# データ収集から得た記録
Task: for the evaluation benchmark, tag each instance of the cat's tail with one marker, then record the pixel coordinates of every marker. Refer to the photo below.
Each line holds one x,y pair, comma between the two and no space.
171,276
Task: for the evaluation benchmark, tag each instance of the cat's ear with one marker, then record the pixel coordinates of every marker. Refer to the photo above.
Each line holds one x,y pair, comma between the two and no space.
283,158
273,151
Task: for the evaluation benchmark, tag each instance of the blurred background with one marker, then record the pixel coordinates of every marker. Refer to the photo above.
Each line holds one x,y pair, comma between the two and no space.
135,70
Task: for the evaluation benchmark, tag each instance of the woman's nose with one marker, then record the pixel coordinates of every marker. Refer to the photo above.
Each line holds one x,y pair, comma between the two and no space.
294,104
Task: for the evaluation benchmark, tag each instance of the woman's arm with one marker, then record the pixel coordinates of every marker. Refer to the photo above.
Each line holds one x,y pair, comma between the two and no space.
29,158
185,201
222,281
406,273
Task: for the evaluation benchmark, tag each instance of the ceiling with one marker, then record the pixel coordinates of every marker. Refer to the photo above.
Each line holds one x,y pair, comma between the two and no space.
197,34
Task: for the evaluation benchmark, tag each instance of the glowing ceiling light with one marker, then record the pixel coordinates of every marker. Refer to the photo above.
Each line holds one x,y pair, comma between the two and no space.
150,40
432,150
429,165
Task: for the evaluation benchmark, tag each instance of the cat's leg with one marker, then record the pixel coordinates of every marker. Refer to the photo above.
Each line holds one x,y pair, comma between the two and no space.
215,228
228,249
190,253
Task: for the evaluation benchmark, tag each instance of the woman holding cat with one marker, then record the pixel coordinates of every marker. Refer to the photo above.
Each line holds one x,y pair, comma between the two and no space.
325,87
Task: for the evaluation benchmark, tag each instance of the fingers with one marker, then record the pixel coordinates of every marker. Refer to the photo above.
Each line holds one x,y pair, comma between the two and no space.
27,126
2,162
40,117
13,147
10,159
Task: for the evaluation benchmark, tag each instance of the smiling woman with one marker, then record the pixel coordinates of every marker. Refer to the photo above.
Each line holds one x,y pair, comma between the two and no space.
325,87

# 課題
上に並んだ項目を、最初から最後まですべて、一字一句違えずに繰り返してください。

# 課題への回答
Task: for the evaluation benchmark, tag each instance of the cat's tail with one marker, then record the pixel coordinates of every marker. Refer to the photo below.
Each line holds one x,y pair, comma between the two and no space.
171,276
Task: for the evaluation benchmark, tag each instance of the cat's ear with one marker, then record the pixel coordinates of every marker. Refer to the photo above.
Each line holds one x,y pair, comma between the two and no space.
283,158
273,151
Task: for the evaluation benchmark, tag each instance of the blurred background with one marker, then record the pixel coordinates of every marker. Refer to the photo above.
Each line holds one x,y pair, comma between the two and no space.
135,70
Task: for the evaluation benchmark, tag each instance of the woman's nose with one marker, then record the pixel coordinates of every marker. Refer to the photo above.
Each line holds one x,y pair, comma between the two and no space.
294,104
Task: for the evaluation benchmark, tag each instance of the woman's arm with one marker, then record the pixel coordinates of every marker. Refer to the photo above.
Each line holds one x,y pair, comma between the two and no space.
29,158
185,201
222,281
406,273
Task: for the evaluation benchmark, tag each instance of the ceiling with one marker, then record the pixel coordinates of every marker. Refer to the photo above.
Each line holds one x,y pair, comma between the two and no space.
197,34
Task: for the evaluation benchmark, tag each instance of the glowing ceiling light with one marker, then record the pixel coordinates of every marker. Refer to the photo above.
Each line holds one x,y pair, comma between the two and no space.
150,40
432,150
429,165
Task: for the evaluation benchmark, tag each instance of the cat's leg with one marker, then record the pixel coordinates of every marker. Refer to the photo above.
Each line holds one x,y pair, comma between the two and no space.
215,228
228,249
190,253
Task: for the evaluation benchmark, tag each instance of the woman holding cat with one marker, then record the pixel coordinates of every marker. Refer to the photo above.
Each line holds one x,y pair, comma between the two and no space.
325,87
Task: for the evaluation benchmark, tag each instance of the fingers with one marker, then record the pixel coordinates of every marker. Refer to the photo above.
Each line holds one x,y pair, comma between the two and no space.
27,126
2,162
40,117
13,147
10,159
Task: for the evaluation benchmark, tag each instance of the smiling woman with one marker, then record the pixel coordinates of every marker. Refer to the photo above.
Each line holds one x,y pair, comma between the two and no space.
325,87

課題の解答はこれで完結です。